Data records:

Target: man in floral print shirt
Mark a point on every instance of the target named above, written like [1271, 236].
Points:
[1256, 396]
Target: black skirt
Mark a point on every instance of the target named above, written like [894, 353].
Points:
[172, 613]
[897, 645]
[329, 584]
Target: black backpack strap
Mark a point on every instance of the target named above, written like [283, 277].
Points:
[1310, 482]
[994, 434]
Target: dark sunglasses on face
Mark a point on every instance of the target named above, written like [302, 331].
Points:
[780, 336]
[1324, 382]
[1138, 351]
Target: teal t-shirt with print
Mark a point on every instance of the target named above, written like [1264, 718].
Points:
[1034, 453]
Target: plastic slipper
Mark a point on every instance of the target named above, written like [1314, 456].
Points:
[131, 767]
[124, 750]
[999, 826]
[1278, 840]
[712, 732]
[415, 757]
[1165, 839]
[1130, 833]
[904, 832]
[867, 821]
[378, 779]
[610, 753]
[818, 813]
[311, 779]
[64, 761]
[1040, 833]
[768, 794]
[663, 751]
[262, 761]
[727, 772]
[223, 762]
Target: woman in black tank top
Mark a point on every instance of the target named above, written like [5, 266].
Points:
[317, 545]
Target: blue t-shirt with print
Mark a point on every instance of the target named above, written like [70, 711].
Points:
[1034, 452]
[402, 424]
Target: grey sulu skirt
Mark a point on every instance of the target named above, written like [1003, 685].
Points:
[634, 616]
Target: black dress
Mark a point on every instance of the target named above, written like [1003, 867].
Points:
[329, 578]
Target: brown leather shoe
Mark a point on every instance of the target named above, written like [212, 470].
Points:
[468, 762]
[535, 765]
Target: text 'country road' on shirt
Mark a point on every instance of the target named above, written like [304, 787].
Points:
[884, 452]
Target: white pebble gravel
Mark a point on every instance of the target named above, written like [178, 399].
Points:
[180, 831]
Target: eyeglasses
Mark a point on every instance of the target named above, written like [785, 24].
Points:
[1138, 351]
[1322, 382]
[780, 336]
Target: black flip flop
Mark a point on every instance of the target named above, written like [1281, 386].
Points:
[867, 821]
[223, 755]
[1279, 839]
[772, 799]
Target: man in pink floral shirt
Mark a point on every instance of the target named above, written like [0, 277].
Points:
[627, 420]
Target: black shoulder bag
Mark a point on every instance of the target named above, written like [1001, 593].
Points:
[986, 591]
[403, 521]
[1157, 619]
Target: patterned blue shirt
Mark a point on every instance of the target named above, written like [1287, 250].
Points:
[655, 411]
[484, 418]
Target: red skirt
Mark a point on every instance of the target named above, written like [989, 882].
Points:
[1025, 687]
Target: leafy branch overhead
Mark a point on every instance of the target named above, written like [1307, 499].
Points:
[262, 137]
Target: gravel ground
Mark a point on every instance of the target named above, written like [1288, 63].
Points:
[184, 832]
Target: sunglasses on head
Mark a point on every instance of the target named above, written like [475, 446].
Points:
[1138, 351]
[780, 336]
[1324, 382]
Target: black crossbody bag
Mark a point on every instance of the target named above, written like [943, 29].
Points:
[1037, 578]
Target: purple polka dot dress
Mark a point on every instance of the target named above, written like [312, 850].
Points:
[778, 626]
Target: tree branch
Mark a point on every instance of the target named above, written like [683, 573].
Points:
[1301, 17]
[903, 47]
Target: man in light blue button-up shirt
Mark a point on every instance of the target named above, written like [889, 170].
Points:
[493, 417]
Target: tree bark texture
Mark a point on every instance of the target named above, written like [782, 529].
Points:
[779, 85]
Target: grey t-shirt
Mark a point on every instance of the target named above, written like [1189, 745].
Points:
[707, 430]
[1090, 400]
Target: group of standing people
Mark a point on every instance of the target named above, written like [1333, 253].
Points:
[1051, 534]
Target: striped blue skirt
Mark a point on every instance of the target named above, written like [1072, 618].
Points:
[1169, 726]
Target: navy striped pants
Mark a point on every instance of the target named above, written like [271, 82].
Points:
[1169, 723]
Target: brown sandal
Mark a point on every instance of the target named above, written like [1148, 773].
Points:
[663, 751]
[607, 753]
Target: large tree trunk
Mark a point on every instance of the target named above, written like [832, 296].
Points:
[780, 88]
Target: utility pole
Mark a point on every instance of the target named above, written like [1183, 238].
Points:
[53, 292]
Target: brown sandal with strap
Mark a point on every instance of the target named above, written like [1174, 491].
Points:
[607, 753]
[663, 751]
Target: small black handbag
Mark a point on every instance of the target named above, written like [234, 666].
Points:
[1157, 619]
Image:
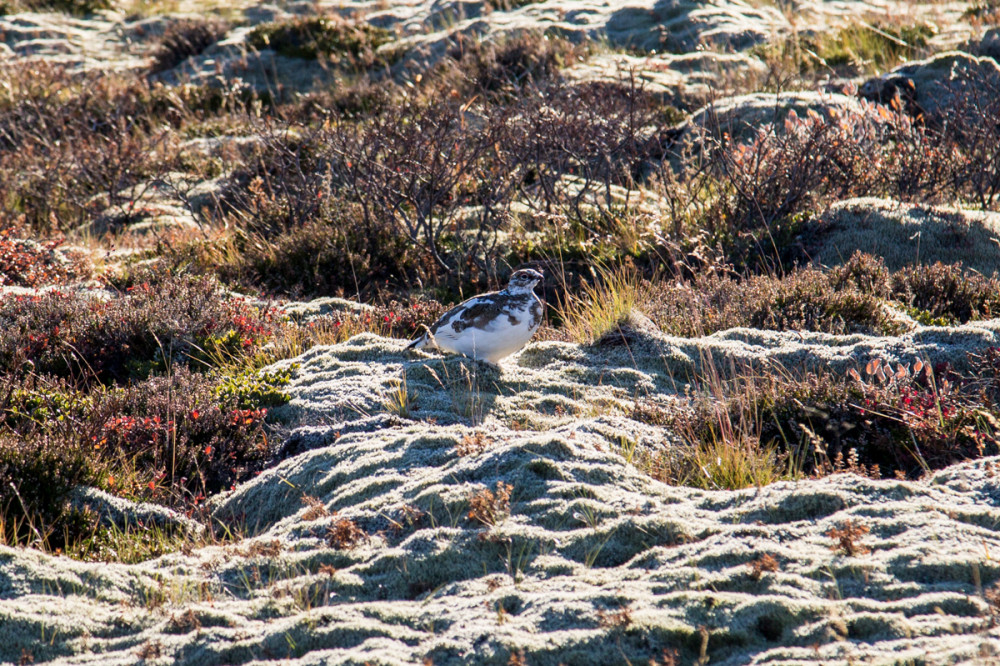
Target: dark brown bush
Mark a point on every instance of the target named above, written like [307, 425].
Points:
[805, 299]
[525, 60]
[29, 263]
[947, 291]
[147, 327]
[185, 39]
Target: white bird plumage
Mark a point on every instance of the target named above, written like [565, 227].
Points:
[490, 326]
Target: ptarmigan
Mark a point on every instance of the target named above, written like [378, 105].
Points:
[490, 326]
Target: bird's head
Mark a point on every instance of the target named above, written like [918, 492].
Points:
[524, 280]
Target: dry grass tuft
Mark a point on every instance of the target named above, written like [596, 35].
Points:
[488, 507]
[763, 564]
[345, 534]
[846, 538]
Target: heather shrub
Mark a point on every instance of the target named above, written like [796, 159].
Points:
[29, 263]
[345, 44]
[342, 254]
[148, 327]
[185, 39]
[179, 438]
[947, 291]
[37, 476]
[72, 145]
[805, 299]
[173, 439]
[523, 61]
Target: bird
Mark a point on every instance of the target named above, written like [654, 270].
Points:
[490, 326]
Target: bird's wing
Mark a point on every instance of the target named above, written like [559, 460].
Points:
[471, 312]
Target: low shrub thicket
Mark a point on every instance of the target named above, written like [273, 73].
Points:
[150, 326]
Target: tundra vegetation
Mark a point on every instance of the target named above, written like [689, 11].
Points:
[411, 191]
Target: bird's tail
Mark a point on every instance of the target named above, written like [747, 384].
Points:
[420, 342]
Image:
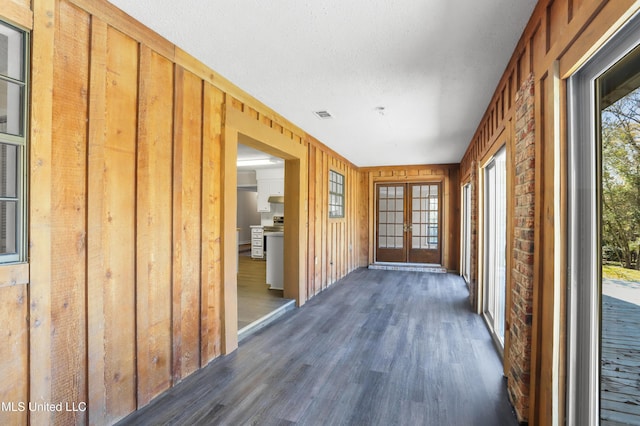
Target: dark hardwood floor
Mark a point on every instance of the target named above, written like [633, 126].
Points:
[376, 348]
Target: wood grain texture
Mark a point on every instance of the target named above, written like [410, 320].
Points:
[111, 218]
[567, 32]
[211, 268]
[366, 351]
[69, 211]
[187, 193]
[18, 12]
[40, 174]
[153, 226]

* WRITTEN TASK
Repeat the records word for word. Any picture in them should be left out.

* COMPLETE ANSWER
Target: man in floral print shirt
Mark a point on every instance of the target named above, written like [1271, 236].
Points:
[1256, 396]
Target: black skirt
Mark a point on every instance of the target named above, written like [894, 353].
Points:
[172, 613]
[897, 645]
[329, 584]
Target: black backpack strap
Mark a point on every instance of the target named above, written like [283, 277].
Points:
[1310, 482]
[994, 434]
Target: dark sunglasses on face
Mark a point on every instance of the target named above, written like [302, 331].
Points:
[780, 336]
[1324, 382]
[1138, 351]
Target: teal t-shirt with print
Mark a point on every instance of the target named above, written like [1264, 718].
Points:
[1034, 453]
Target: plastic slipper
Mark a point on every instance of the target named above, written like [1314, 456].
Points:
[131, 767]
[124, 750]
[999, 826]
[1278, 840]
[712, 732]
[415, 757]
[1165, 839]
[1130, 833]
[904, 832]
[867, 821]
[378, 779]
[610, 753]
[818, 813]
[311, 779]
[64, 761]
[1040, 833]
[768, 794]
[663, 751]
[262, 761]
[727, 772]
[223, 762]
Target: woman in black tank top
Mark a point on every instance of the target named above, written like [5, 266].
Points:
[317, 545]
Target: blue t-shirt with print
Mark a point on every instance of the target named above, written like [70, 711].
Points:
[1034, 452]
[402, 424]
Target: grey sulu skirt
Mark a point on every instance of the target named above, written like [1003, 685].
Points:
[634, 616]
Target: black dress
Mark a point on every instance of the target named above, written like [1003, 867].
Points:
[329, 578]
Target: brown leather shoe
Mark a point on every instance of the target named above, written like [212, 470].
Points:
[468, 762]
[535, 765]
Target: text 'country road' on shirt
Mark a point on every instance of the target named above, written like [304, 787].
Points:
[884, 452]
Target: white pebble gravel
Mark a point on every instance of the target named above, written like [178, 399].
Points:
[180, 831]
Target: eyeglasses
Mark a point on every instance of the target named above, written like [785, 24].
Points:
[1138, 351]
[1322, 382]
[780, 336]
Target: black flip flop
Mark a point on every instance of the target named above, written like [1281, 386].
Points:
[867, 821]
[223, 755]
[1279, 839]
[772, 799]
Target: man in pink floral shirt
Mark a point on every instance of the target named above, written like [0, 277].
Points:
[627, 420]
Target: black shoulder bag
Mark a point on every instance of the target named above, written like [1001, 593].
Points:
[986, 591]
[403, 521]
[1157, 619]
Target: patterned blue shirt
Mark a point on every instance of the target named above, written like [1287, 250].
Points:
[655, 411]
[484, 418]
Target: red skirt
Mark a point on every instance of the target named above, written like [989, 882].
Points:
[1025, 687]
Target: leafy branch overhead
Mark a point on every instance of the target named above, written like [1307, 499].
Points:
[262, 137]
Target: gravel ground
Mark a point on every instance of the target named above, written like [1288, 63].
Points:
[184, 832]
Target: sunglasses on head
Mark a point on every instance of the target named above, written like [475, 446].
Points:
[1138, 351]
[780, 336]
[1324, 382]
Target: black crossbody bag
Mark a point on every instance of the target named above, written like [943, 29].
Points:
[1037, 578]
Target: purple polka dot dress
Mark a point on every instance of the target named above, written like [312, 850].
Points:
[778, 626]
Target: tree branch
Mark a point on every instance of the target named above, written like [683, 573].
Points:
[1301, 17]
[903, 47]
Target: man in light blue button-up shirt
Mark a point on every instance of the target named above, written like [889, 170].
Points:
[493, 417]
Target: tree bark texture
Mark a point on every instance of the target named above, written like [782, 529].
Points:
[779, 85]
Target: grey t-shirt
Mark a point on every instance of the target named above, written like [1189, 745].
Points:
[707, 430]
[1090, 400]
Target: group of standing people
Mark a point on every instance of the target named above, written like [1333, 253].
Points:
[1051, 534]
Target: striped blue skirt
Mark a point on every instance of the target named above, written like [1072, 618].
Points:
[1169, 726]
Target: navy striped pants
Mark a point on every instance of the target named above, written like [271, 82].
Points:
[1169, 723]
Target: brown sandal
Mark a point on every instance of the target named above, written like [1148, 773].
Points:
[663, 751]
[607, 753]
Target: large tree trunk
Mark a point on every instance of the target named above, written like [832, 296].
Points:
[780, 88]
Target: utility pole
Mark a point on every instance of the target named above, written like [1183, 238].
Points:
[53, 292]
Target: brown sandal with strap
Mark a point on every instance of the target named above, written like [1174, 491].
Points:
[607, 753]
[663, 751]
Target: small black handbag
Mark a point on every instance of the target named above, written like [234, 666].
Points:
[1157, 619]
Image:
Target: dark brown bush
Mark a point on every instance of the target named above, written like [307, 425].
Points:
[805, 299]
[525, 60]
[29, 263]
[947, 291]
[147, 327]
[185, 39]
Target: white bird plumage
Mark a point on every instance of the target named above, written like [565, 227].
Points:
[490, 326]
Target: ptarmigan
Mark a point on every instance of the target named above, written like [378, 105].
Points:
[490, 326]
Target: bird's head
Mark a point on every instance of the target named above, written like [918, 492].
Points:
[524, 280]
Target: dry grass tuft
Mark a point on every instance of the target named above, written like [596, 35].
Points:
[488, 507]
[763, 564]
[345, 534]
[846, 538]
Target: heather shrub
Mark a point on every instance of the target named above, written like [796, 159].
Points:
[29, 263]
[345, 44]
[342, 254]
[148, 327]
[185, 39]
[179, 438]
[947, 291]
[37, 476]
[72, 145]
[805, 299]
[173, 439]
[523, 61]
Target: bird
Mark a point on every instance of the target named above, written like [654, 270].
Points:
[490, 326]
Target: bird's wing
Mark a point on every instance of the target named above, written like [559, 460].
Points:
[471, 312]
Target: low shrub thicket
Mark a point on every instance of the target named above, written like [273, 73].
Points:
[150, 326]
Target: tundra vegetation
Mark a point on every instance of the target named above, written like [689, 11].
Points:
[411, 191]
Target: bird's tail
Mark a point on every instance of the target named above, written like [747, 384].
Points:
[420, 342]
Image:
Target: dark hardwood floor
Mark a point on every instance of the target named above, written like [633, 126].
Points:
[376, 348]
Target: wood grain texture
Mark a point on every instance of the target named above, written like [410, 320].
Points:
[111, 218]
[567, 32]
[211, 268]
[366, 351]
[69, 211]
[187, 193]
[18, 12]
[40, 174]
[153, 226]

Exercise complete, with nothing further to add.